Different views on ABM remain but this year saw commonalities in new tactics amongst marketers, says Clive Armitage

Attending (and sponsoring) this year’s B2B Marketing ABM event felt a little like déjà vu; there was Joel on stage to introduce the event and talk about the continual growth of interest in ABM.  There was Oracle’s Michael Avis explaining how Oracle continues to build its ABM capabilities.  And there was Atos’ Cat Dutton and CA Technologies’ Chris Boorman explaining how they are scaling ABM with their various teams.  But new stars also emerged; anyone who witnessed the energy and enthusiasm of Rhiannon Blackwell from Accenture or Adrian Hardy from BT, for example, can’t have failed to have been impressed with their presentations.

But amongst all the great content, the thing that struck me most was that the approach to delivering great ABM is yet to be fully defined.  Differences of opinion as to how to crack ABM remain, although on a more positive note, trends are starting to emerge which are becoming broadly accepted.  Here, as I saw it, are the main differences of opinion and the common trends people are agreeing on.

If you are embarking on ABM, start with one-to-one

It was suggested by one of the speakers that the best way to get started on ABM was to start with a one-to-one pilot.  “Start small and focused” was the gist of the argument.  There’s nothing wrong with that principle of starting small, but I can’t agree with the suggestion that the default is therefore to start with one-to-one.  Instead, I’d strongly argue that you start with your commercial objectives; understand what you want from ABM, determine the appetite and interest from sales, work out your internal skills and resource and only then decide on what type of ABM is right for you.  In essence, don’t default to an approach before you have decided on the objective.  Who knows – strategically, you might want to penetrate the financial services sector and therefore a cluster or one-to-few campaign may be the place to start.

Only involve agencies when you have defined your ABM strategy

I heard this from one speaker and, at the risk of you, dear reader, saying “well, he would say that wouldn’t he”, I would argue that you’re missing a significant trick if you decide to only involve agencies at the point when you are ready to execute.  Believe it or not, there are some agencies who are actually consultancies out there (there is a definite difference between ‘agency’ and ‘consultancy’ in my book) who have been doing ABM for some amazing brands for some time. Why wouldn’t you tap into their knowledge and experience at the point at which you are trying to work out how to progress on ABM?  After all, they should be more than happy to share war stories from their work with other clients which may just save you a tonne of heart ache and speed your time to ABM ‘value’.

WRITTEN TASK:
Carry on the article about account-based marketing from its final sentence.

LISTED ENTRIES:
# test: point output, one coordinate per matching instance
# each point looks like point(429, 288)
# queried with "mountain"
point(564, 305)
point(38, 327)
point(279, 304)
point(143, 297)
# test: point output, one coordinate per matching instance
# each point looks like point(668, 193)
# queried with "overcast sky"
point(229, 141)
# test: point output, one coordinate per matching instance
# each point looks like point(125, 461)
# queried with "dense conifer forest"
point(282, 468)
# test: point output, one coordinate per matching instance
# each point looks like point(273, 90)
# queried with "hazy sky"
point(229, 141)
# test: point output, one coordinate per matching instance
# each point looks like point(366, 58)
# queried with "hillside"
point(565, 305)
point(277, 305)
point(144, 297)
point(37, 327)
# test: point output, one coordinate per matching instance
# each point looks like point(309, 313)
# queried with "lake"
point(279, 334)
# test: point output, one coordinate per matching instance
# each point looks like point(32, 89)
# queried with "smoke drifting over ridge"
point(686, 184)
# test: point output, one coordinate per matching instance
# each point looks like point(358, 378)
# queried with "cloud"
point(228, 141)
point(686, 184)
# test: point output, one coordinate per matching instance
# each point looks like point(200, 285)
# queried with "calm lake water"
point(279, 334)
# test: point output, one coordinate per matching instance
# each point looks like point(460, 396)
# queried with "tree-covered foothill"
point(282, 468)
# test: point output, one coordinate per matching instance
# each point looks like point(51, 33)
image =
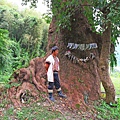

OUTPUT OF THE TASK:
ABM is not a marketing activity and if you approach it as such, you’ll fail

More than one speaker (ok, nearly all of them) made the point that for ABM to succeed it has to be a cross business initiative that drives alignment with sales.  And for success to be achieved, communication, expectation setting and shared responsibilities are critical.  Hallelujah! Here is one truism that seems to be becoming an accepted norm; and certainly our experience tells us ABM really should be account-based everything – approach it that way and your chances of success will be exponentially higher.

Human endeavour is not enough to crack ABM at scale

Again, a common theme for many of the speakers was the challenge of cracking ABM at scale. It chimes with what I hear most commonly from prospects and customers – “I understand the premise and value of ABM, I have started to conduct some activity, but now need to step up a notch and broaden my delivery capability.  But to do so, I don’t have unlimited budget and I certainly don’t have unlimited resource. Help”! 

The answer?  Step back and start to determine where technology and automation can help you in the execution phase of your campaigns.  The consensus I heard was that taking this approach was the best method to getting to scale campaigns in a manageable (and predictable) way, while still maintaining confidence that you can deliver the results the business needs.

Overall, last week’s ABM event was a tremendously useful exercise in sharing and learning best practice around ABM.  It’s clear there remains a difference of opinion in how to drive success, but what is heartening is that, as ABM practices mature, clear points of consensus are emerging.  I look forward to seeing how far we progress as marketers in aligning around common ABM principles when we meet again next year.